>> START STORED DATA
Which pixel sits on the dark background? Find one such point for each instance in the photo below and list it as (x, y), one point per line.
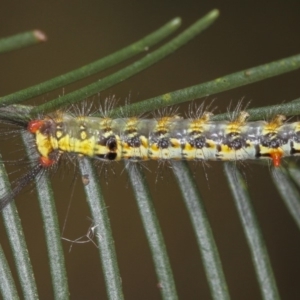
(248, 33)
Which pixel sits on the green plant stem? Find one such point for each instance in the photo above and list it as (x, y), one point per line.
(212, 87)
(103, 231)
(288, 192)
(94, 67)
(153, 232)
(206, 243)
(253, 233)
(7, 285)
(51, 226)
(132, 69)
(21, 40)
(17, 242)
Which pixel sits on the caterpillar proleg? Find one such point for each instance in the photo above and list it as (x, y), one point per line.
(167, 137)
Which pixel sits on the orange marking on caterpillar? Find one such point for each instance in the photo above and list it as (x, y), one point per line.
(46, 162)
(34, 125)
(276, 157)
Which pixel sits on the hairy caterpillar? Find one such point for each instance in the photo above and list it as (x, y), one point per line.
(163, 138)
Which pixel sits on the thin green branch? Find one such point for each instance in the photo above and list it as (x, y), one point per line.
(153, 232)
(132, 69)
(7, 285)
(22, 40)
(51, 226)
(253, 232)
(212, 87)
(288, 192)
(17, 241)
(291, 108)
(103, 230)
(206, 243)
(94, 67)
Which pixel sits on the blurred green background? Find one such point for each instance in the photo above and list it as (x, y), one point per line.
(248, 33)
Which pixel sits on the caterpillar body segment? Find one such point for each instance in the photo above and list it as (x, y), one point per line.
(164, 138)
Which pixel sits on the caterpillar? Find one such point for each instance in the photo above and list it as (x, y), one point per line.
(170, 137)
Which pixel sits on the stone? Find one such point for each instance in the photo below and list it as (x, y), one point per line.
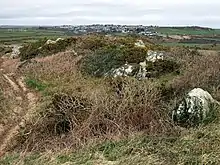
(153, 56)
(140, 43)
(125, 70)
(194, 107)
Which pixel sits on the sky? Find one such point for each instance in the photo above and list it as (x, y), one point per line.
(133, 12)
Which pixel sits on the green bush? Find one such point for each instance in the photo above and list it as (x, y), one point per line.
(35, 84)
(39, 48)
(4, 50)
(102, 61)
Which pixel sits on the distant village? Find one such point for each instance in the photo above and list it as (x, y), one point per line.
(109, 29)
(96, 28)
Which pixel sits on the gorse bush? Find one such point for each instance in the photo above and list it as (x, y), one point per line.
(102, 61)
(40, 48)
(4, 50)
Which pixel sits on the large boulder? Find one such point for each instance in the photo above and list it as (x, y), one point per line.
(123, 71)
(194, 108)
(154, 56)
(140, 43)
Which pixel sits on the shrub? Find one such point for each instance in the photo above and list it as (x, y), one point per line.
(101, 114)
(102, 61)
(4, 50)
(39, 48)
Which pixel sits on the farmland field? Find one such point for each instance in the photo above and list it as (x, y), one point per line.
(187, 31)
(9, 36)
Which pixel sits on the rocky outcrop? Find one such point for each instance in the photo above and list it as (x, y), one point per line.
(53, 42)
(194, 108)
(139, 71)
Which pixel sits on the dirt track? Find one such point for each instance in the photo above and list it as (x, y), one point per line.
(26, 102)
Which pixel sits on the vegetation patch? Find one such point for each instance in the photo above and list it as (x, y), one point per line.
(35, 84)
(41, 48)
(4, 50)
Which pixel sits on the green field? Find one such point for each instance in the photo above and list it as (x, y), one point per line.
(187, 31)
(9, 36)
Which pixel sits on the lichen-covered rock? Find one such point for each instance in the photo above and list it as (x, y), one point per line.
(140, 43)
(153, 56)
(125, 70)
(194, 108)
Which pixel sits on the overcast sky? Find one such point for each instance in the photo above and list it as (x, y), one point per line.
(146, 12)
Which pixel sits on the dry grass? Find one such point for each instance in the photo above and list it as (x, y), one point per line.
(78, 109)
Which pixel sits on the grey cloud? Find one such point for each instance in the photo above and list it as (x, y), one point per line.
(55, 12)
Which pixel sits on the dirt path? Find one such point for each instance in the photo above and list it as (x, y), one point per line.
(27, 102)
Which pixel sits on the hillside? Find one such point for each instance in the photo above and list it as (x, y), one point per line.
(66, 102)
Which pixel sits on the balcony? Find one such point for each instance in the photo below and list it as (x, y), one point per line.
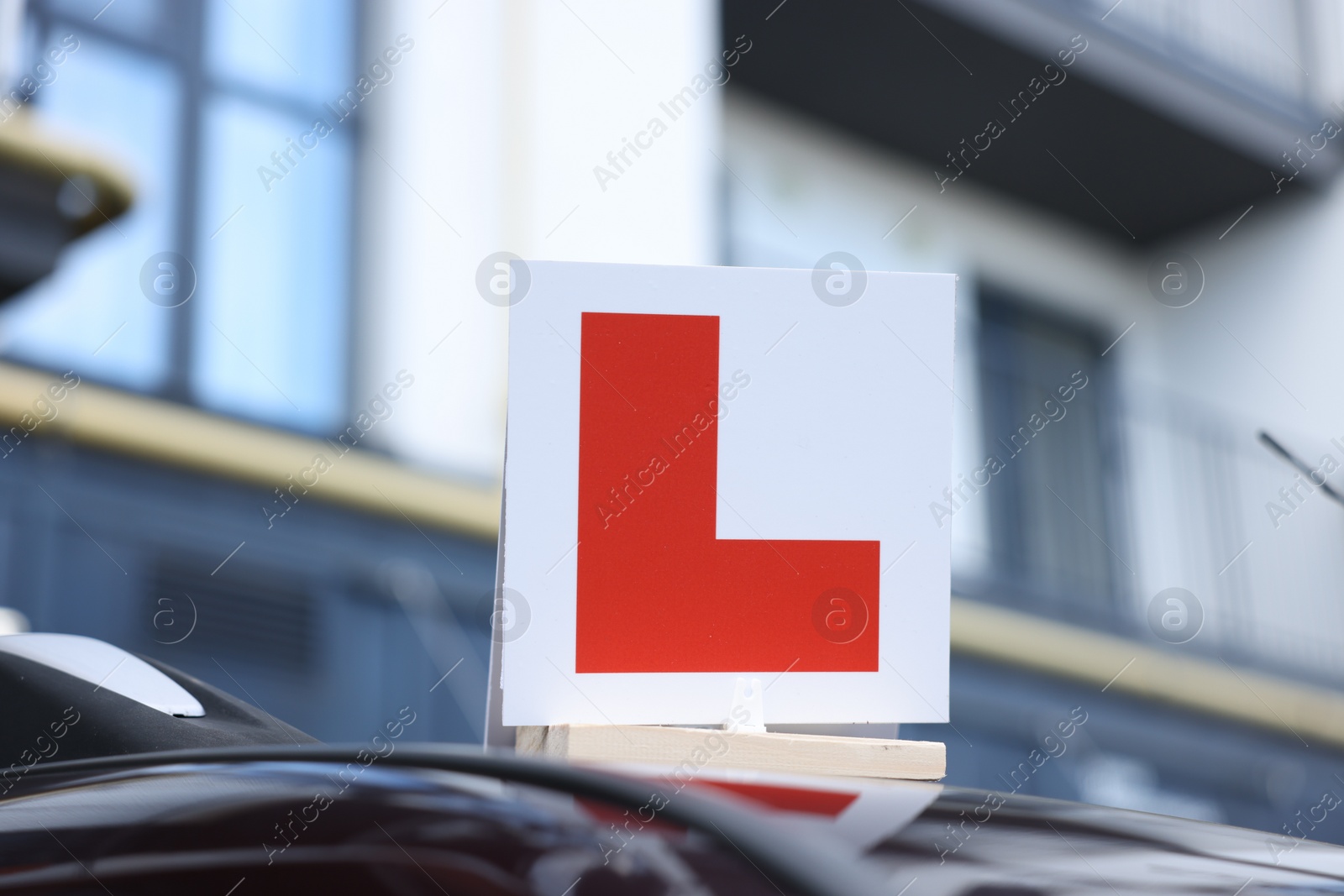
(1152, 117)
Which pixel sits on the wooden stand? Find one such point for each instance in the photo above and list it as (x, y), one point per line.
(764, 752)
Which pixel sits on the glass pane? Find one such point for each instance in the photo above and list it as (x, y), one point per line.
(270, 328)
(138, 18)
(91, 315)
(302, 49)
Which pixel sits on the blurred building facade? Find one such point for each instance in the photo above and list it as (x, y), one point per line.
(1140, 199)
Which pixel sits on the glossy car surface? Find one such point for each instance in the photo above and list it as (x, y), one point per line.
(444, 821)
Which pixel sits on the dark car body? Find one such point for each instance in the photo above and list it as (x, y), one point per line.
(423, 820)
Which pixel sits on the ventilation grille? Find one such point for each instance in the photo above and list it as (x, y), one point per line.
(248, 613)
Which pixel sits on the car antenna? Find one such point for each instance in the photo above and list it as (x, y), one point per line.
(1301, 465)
>> END STORED DATA
## WORK TO DO
Return verbatim the lines from the one containing "Which pixel sits on the glossy" through the end of the material above, including both the first and last lines.

## OUTPUT OF THE TASK
Which pixel sits on the glossy car surface? Find one such point for each instance in the photo above and list it as (x, y), one point per line.
(444, 821)
Which pixel sits on the dark car body? Find one such point for each instance in the photo above and list it as (x, y), one point per line.
(423, 820)
Which pixel sits on the ventilation grille? Find one such point for each instance in the photo above and list it as (x, y), one point per line.
(248, 613)
Which pixel sits on the car antenna? Find one such point for each instance in the photo above and list it as (x, y), one point per line.
(1301, 465)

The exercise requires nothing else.